Nata in Nigeria e con gli anni trasferitasi negli Stati Uniti, classe 1977, Adichie è oramai riconosciuta a livello globale come una scrittrice di grande bravura, definita dal Times, nel 2015, tra le persone più influenti al mondo, autrice di romanzi, saggi e racconti, oltre che essere un’attivista per la parità di genere e grande testimone di una cultura e di una storia a noi occidentali per lo più sconosciuta o difficile da interpretare: l’Africa.
“Many stories matter. Stories have been used to dispossess and to malign. But stories can also be used to empower, and to humanize. Stories can break the dignity of a people. But stories can also repair that broken dignity”.
Chimamanda Ngozi Adichie.
Ad essere sinceri la prima opera di Adichie che lessi fu Dovremmo tutti essere femministi, un pamphlet del 2015 che, riprendendo un discorso portato a TEDx, spiega, con esempi semplici e concreti, cosa si intende per femminismo nel XXI, perché il movimento femminista sia inclusivo e come dovremmo intendere questo pensiero, che si propone di lottare per ogni forma di discriminazione, non solo di genere. Ma la mia vera passione è nata questa estate quando ho letto Quella cosa intorno al collo, raccolta di racconti ambientati tra la Nigeria e gli Stati Uniti, continuando poi con Metà di un sole giallo, romanzo corale che racconta della nascita e morte dello stato del Biafra.
Adichie mi ha colpito, innanzitutto, per la sua sensibilità narrativa: crea e racconta di personaggi con i quali si empatizza, ricreando una psicologia così accurata e veritiera che a volte ci si chiede come possa una sola persona scrivere e dirigere così tanti punti di vista differenti, con storie di vita e valori così distanti tra loro. Se leggiamo Chimamanda, nel contesto delle lotte legate al movimento Black Lives Matter, non solo ci rendiamo conto della pluralità di opinioni che convivono nella comunità nera, ma anche delle dissonanze cognitive che incontrano i bianchi che cercano o credono di inserirsi nella suddetta comunità, così come delle meschinità e debolezze che sono, alla fine, insite nell’uomo, sia questo nero bianco o caffelatte.
“The real tragedy of our postcolonial world is not that the majority of people had no say in whether or not they wanted this new world; rather, it is that the majority have not been given the tools to negotiate this new world”.

|---|

[DA SVOLGERE]
1: Secondo il brano su Chimamanda Ngozi Adichie, quale testata la annoverò nel 2015 tra le persone più influenti al mondo?
2: Prosegui il brano su Chimamanda Ngozi Adichie subito dopo la citazione con cui termina.
Le voci riportate di seguito costituiscono materiale a sé, distinto dal brano.

[DATI FORNITI]
|---|

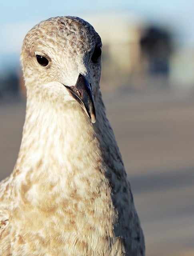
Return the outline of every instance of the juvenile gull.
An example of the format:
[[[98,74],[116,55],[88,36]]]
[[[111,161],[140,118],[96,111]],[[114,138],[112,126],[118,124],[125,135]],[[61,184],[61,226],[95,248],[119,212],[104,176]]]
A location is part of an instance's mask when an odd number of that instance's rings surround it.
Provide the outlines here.
[[[144,255],[102,99],[101,47],[76,17],[42,22],[24,38],[26,115],[14,170],[0,184],[1,256]]]

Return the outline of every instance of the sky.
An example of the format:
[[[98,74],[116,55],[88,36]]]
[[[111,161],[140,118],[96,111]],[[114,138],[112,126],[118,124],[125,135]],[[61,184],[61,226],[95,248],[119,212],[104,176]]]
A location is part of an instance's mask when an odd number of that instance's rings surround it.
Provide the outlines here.
[[[194,46],[194,0],[3,0],[0,10],[0,70],[9,65],[12,58],[19,59],[24,36],[41,20],[66,15],[84,19],[90,14],[122,12],[169,26],[174,30],[183,45]]]

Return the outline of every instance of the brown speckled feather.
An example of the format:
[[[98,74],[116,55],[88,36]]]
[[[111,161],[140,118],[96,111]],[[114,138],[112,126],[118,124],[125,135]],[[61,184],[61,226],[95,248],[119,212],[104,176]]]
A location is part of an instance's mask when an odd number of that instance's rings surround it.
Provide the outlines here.
[[[42,22],[24,40],[26,115],[14,170],[0,183],[1,256],[144,255],[102,100],[101,45],[76,17]]]

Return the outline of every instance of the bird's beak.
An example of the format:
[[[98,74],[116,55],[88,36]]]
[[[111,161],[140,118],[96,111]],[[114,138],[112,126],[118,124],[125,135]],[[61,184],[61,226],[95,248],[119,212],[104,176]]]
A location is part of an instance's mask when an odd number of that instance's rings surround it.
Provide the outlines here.
[[[70,93],[81,105],[92,123],[96,122],[96,111],[92,92],[90,84],[85,77],[80,74],[76,85],[65,86]]]

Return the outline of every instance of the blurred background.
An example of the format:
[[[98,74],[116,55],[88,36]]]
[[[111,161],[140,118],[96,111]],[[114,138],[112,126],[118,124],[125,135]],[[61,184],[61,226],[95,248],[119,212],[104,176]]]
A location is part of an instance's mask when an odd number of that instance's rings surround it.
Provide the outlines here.
[[[193,0],[13,0],[1,6],[0,179],[13,169],[25,116],[22,40],[41,20],[79,16],[102,39],[101,87],[146,255],[193,256]]]

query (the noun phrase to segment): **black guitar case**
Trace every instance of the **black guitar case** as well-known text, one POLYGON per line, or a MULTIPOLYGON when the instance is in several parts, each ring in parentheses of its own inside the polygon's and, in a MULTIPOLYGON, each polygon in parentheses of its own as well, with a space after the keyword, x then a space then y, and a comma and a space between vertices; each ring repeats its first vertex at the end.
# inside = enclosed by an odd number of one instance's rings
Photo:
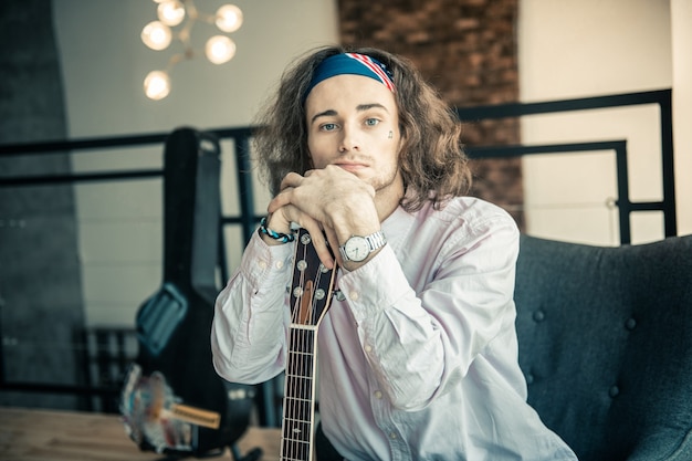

|---|

[SOLUZIONI DEGLI ESERCIZI]
1: Il Times.

2:
Chimamanda Ngozi Adichie, tratto da Metà di un sole giallo.
Non solo, perché la bravura di Adichie sta nel descrivere con grande maestria il femminile e il maschile: analizza, da brava romanziera, i meandri della psicologia umana creando personaggi veritieri, che siano donne nere o uomini bianchi. Narra di ricche colonialiste stronze, ma anche di coloro che vengono esclusi dalla comunità, nonostante abbiano vissuto, sposato e lottato per la causa, narra del privilegio bianco, delle ingenuità e delle meschinità che il colonialista ha portato in Africa, narra del ruolo della donna e della società in Africa, dello strapotere dei più ricchi e del tribalismo che, invece, ancora oggi, è una realtà immutata nelle campagne, narra della difficoltà di chi emigra, del costante equilibrio che si ricerca tra la spinta verso un futuro migliore, ma spesso illusorio e la malinconia di un passato povero, ma spesso felice.
“You must never behave as if your life belongs to a man. Do you hear me?” Aunty Ifeka said. “Your life belongs to you and you alone”.
Chimamanda Ngozi Adichie, tratto da Metà di un sole giallo.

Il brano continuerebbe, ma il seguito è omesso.